- [What to do]: Please tell how many of the lines below contain "trace", using only a number.

- [Data for this exercise]:
++++++++++
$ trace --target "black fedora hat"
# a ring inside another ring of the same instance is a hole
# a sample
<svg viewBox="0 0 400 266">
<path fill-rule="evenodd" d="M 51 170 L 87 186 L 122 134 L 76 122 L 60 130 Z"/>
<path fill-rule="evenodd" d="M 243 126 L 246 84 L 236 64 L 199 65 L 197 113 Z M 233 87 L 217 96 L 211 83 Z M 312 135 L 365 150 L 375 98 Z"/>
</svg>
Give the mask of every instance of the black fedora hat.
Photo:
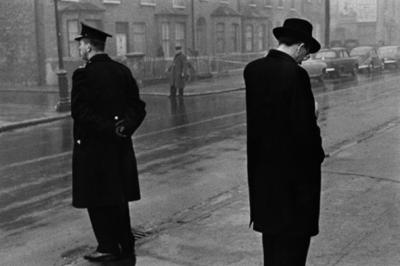
<svg viewBox="0 0 400 266">
<path fill-rule="evenodd" d="M 304 42 L 310 49 L 310 53 L 316 53 L 321 49 L 321 44 L 312 37 L 312 25 L 310 22 L 300 18 L 288 18 L 282 27 L 272 30 L 275 38 L 292 37 Z"/>
</svg>

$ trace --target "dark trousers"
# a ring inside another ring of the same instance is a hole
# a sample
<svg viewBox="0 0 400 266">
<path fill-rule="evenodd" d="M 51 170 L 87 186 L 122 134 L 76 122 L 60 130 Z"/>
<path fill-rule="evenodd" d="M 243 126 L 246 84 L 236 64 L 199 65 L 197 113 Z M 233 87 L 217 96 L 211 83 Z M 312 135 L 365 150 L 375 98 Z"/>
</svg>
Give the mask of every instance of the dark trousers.
<svg viewBox="0 0 400 266">
<path fill-rule="evenodd" d="M 264 266 L 305 266 L 310 236 L 263 234 Z"/>
<path fill-rule="evenodd" d="M 135 252 L 128 203 L 91 207 L 88 212 L 98 242 L 97 251 L 124 254 Z"/>
<path fill-rule="evenodd" d="M 183 96 L 183 88 L 178 88 L 179 90 L 179 96 Z M 174 85 L 170 86 L 170 94 L 171 97 L 176 96 L 176 87 Z"/>
</svg>

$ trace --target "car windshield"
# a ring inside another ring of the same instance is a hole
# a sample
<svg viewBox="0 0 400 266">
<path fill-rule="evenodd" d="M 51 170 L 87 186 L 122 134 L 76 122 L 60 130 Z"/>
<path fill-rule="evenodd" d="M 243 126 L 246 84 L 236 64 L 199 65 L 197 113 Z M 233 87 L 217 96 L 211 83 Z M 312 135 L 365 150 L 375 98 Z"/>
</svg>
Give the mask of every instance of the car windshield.
<svg viewBox="0 0 400 266">
<path fill-rule="evenodd" d="M 316 59 L 324 58 L 336 58 L 336 53 L 334 51 L 321 51 L 315 55 Z"/>
<path fill-rule="evenodd" d="M 371 47 L 356 47 L 353 50 L 351 50 L 350 55 L 351 56 L 365 55 L 370 50 L 371 50 Z"/>
<path fill-rule="evenodd" d="M 396 54 L 396 50 L 397 50 L 396 46 L 380 47 L 378 49 L 378 55 L 379 56 L 394 55 Z"/>
</svg>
++++++++++
- [Written response]: 3